— Job A —
According to the passage on German and Korean unification, how much do some estimate German unification has cost so far?
— Job B —
Pick up the passage on German and Korean unification after its final sentence and extend it.

— Source document —
Earlier this month, on October 3rd, the fifteenth anniversary of German unification passed with little sense of celebration. The psychological division between East and West Germans persists, with socioeconomics replacing ideology as the dividing line between West and East. Some estimate that German unification has cost up to US$1 trillion to date.
Newly-elected chancellor Andrea Merkel is the first from the former East Germany, but her coalition government is deeply divided and she presides over a country still struggling to digest the combination of economic subsidies and stagnation that accompanied German unification. These are sobering reminders of the heavy burdens that may accompany Korean unification.
The task of closing the economic gap between the two Germanys has provided one lesson that underlies South Korean efforts to promote economic cooperation, prospects for which have expanded with the inauguration of the Kaesong Economic Zone. If the North Korean nuclear issue is resolved satisfactorily, inter-Korean economic cooperation will include electricity provision by the South and support for North Korea’s full-scale economic development.
Promotion of inter-Korean economic and humanitarian cooperation has strong South Korean public support. But the potentially enormous costs of unification also necessitate efforts to ensure that each inter-Korean economic project is effective, sustainable and transparent. Through these projects, North Koreans should learn business skills and policies that can support a North Korean economic take-off. The Roh administration should support these principles in dealings with Hyundai Asan and other South Korean investors in North Korea. Otherwise, Korean taxpayers and private funds may be wasted on bribes or vanity projects that favor vested interests inside North Korea, or fail to promote North Korea’s economic development.

— Material —

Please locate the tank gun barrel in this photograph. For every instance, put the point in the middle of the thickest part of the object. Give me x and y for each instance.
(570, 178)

— Expected output A —
Up to US$1 trillion.

— Expected output B —
An equally important lesson from the German unification experience is the difficulty of addressing psychological divisions deriving from separate socialization experiences. These difficulties are already apparent now that over 7,000 refugees and defectors from North Korea are adapting with great difficulty to life in the South. Over one thousand refugees annually start new lives as citizens of South Korea. The challenge of supporting the integration of these new citizens is an opportunity to lay the foundation for ― and lower the costs of ― social integration between North and South.
To achieve this objective, it is time to reform the current unification ministry-led approach to managing assistance for North Korean refugees as they enter South Korea. As the task of managing inter-Korean economic relations grows, the current approach is no longer adequate because it risks fostering unnecessary misperceptions that ironically may impede the goal of Korean unification in at least three aspects.
First, the Unification Ministry’s responsibility for assisting North Korean refugees runs the risk that North Korea will utilize this issue as a pretext for halting the momentum of inter-Korean relations and economic exchanges. This already happened once last year when over 400 North Korean refugees were allowed to enter South Korea on charter planes from Southeast Asia.
Placing responsibility for handling refugees with a different part of the South Korean government would de-link refugee matters from inter-Korean cooperation within the South Korean government, and unburden the unification ministry to focus on the task of maintaining good relations with the North
Secondly, the transfer of the task of caring for North Korean refugees to another branch within the South Korean government would eliminate the false perception that there is a zero-sum budgetary choice to be made between supporting inter-Korean economic cooperation and supporting North Korean refugees.
The pace of inter-Korean economic cooperation and the number of North Korean refugees that come from North Korea are ultimately neither linked nor fully under the control of the South Korean government. Both tasks must be equal but unrelated priorities for any South Korean government that takes seriously its responsibilities in paving the way for Korean unification.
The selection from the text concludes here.